* _What is expected_:
Which lines of the records contain the word "wing"? Copy each one.

* _Recorded information_:
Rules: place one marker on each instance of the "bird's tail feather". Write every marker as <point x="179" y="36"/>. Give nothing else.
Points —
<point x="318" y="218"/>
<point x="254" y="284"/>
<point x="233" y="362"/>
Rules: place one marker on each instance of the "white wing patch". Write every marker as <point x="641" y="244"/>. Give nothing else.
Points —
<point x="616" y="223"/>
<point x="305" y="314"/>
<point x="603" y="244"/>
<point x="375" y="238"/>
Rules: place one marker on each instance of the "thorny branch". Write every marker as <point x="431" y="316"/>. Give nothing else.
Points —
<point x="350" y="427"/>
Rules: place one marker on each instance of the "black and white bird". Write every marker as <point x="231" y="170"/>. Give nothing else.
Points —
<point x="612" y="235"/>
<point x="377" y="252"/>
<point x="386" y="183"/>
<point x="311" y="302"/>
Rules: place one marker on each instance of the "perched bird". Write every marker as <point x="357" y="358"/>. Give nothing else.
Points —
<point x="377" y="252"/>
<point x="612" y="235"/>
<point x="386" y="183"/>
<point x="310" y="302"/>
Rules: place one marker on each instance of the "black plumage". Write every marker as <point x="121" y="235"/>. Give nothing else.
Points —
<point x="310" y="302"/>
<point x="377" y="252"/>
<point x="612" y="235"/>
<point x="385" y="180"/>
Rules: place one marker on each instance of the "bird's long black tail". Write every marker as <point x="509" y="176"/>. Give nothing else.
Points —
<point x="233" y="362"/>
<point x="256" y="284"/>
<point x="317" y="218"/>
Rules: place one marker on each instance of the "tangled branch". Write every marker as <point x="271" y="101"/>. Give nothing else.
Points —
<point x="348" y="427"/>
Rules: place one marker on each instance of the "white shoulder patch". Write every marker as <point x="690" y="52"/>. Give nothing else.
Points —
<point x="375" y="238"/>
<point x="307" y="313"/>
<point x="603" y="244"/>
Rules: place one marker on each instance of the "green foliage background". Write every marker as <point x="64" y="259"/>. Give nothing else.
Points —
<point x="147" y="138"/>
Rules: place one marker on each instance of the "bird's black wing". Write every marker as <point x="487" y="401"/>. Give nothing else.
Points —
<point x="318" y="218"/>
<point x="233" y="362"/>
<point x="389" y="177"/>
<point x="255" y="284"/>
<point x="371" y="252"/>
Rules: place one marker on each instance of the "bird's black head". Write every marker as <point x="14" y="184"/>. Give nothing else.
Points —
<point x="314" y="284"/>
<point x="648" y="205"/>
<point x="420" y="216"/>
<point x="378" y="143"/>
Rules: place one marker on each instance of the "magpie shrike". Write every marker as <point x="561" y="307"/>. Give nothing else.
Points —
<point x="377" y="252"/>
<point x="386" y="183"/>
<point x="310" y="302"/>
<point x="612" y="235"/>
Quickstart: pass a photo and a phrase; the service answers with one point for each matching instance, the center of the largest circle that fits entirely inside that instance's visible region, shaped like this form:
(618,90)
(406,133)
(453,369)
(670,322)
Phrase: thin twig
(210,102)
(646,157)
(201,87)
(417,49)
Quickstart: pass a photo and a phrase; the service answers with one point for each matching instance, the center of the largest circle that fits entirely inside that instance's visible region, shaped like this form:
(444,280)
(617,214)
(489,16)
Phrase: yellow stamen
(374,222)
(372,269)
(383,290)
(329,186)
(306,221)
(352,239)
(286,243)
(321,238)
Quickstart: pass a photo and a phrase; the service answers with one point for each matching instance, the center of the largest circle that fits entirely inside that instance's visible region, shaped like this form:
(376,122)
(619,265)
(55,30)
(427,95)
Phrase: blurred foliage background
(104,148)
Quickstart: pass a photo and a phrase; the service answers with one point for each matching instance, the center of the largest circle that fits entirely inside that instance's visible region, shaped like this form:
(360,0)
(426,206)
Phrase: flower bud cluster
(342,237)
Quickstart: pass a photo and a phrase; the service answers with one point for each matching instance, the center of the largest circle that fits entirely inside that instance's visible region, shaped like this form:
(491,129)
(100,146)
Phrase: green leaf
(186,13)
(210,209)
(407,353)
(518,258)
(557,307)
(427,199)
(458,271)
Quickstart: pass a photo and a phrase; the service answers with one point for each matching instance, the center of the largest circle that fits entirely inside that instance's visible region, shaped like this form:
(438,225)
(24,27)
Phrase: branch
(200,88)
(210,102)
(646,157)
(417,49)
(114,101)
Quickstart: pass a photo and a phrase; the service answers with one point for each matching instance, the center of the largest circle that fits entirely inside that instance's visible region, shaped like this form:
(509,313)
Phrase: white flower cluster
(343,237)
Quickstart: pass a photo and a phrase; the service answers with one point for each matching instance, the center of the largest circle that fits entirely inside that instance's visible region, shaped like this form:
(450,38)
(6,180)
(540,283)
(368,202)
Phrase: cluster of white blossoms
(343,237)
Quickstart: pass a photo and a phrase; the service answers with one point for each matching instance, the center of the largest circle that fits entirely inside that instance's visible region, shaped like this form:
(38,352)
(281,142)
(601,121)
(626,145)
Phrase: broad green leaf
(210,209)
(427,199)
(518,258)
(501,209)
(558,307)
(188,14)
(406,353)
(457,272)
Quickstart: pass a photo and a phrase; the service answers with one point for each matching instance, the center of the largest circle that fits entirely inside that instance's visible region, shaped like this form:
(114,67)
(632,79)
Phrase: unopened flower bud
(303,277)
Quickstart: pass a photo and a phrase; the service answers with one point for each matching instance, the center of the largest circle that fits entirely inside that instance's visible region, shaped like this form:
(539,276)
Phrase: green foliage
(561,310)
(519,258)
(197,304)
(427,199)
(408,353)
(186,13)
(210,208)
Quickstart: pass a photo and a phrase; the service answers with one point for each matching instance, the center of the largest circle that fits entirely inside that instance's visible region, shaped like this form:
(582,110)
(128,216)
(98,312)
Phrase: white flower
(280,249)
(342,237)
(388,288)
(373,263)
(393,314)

* _Response to the exercise_:
Rules: place one marker on each instance of the "white wing patch". Write every marker as <point x="641" y="244"/>. Give nothing else.
Rules: place one marker on each instance of the "bird's black wing". Write every marker as <point x="487" y="401"/>. Give nothing else.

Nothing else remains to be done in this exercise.